* _Exercise instructions_:
Select every line of the material that contains the string "soil", treating uppercase and lowercase as distinct.

* _Pointing entries for named objects_:

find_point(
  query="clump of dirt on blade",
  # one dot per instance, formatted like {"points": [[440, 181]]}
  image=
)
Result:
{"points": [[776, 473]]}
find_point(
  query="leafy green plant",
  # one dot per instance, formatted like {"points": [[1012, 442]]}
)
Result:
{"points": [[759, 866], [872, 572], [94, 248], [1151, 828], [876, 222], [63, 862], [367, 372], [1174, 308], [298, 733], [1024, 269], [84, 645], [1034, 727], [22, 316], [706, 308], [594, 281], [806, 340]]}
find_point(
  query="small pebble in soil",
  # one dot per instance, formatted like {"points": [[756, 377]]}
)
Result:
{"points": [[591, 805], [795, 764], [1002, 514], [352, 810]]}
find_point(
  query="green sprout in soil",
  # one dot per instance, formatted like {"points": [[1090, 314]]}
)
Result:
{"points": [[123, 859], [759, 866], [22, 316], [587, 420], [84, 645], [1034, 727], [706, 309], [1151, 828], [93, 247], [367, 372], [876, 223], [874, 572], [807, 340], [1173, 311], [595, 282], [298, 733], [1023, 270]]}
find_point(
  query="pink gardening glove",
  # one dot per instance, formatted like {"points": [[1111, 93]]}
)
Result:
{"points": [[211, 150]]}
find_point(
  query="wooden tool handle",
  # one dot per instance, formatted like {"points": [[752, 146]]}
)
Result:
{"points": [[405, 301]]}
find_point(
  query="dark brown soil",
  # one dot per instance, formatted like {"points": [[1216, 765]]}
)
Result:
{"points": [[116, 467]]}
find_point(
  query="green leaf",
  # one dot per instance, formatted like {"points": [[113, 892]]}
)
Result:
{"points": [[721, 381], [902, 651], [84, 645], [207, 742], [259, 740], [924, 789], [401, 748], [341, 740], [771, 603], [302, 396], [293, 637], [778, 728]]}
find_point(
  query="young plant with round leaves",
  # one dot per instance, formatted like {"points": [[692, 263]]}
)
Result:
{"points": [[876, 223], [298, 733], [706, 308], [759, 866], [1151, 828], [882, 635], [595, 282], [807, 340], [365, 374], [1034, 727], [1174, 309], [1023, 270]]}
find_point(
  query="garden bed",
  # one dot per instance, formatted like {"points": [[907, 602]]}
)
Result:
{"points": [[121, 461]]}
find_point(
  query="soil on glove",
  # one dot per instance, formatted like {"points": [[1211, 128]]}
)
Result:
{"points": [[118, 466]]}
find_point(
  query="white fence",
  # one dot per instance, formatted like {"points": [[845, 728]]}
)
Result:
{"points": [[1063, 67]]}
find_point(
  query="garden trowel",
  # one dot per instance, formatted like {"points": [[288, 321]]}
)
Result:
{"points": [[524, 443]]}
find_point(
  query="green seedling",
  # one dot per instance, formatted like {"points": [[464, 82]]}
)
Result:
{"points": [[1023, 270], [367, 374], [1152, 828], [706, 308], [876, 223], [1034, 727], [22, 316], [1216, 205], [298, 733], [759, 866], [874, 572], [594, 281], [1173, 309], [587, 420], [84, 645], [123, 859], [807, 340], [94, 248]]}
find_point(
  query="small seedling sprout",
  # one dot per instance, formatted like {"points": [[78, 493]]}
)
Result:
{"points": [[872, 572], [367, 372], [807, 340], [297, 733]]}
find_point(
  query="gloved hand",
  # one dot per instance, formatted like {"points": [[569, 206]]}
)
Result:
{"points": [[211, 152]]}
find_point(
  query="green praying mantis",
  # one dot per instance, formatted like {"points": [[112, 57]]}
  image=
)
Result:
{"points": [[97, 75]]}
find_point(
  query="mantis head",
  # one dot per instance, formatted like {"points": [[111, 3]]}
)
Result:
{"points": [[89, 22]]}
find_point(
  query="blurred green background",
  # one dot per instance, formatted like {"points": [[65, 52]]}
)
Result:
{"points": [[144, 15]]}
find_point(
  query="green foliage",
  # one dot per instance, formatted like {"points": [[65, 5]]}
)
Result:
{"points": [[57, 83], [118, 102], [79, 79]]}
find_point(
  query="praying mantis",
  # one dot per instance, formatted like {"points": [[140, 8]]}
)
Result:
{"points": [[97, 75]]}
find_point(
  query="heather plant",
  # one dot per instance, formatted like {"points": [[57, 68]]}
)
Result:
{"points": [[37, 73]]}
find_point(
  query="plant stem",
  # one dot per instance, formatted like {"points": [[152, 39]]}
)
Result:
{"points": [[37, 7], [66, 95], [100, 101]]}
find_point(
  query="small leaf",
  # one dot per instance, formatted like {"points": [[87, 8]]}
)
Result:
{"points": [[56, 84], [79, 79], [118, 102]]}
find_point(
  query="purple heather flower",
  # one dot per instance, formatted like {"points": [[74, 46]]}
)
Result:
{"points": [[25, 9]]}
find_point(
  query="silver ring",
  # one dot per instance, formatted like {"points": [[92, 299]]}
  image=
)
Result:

* _Result of the task_:
  query="small pebble in soil",
  query="green sprout in soil",
  query="dark brown soil",
  query="soil on glove",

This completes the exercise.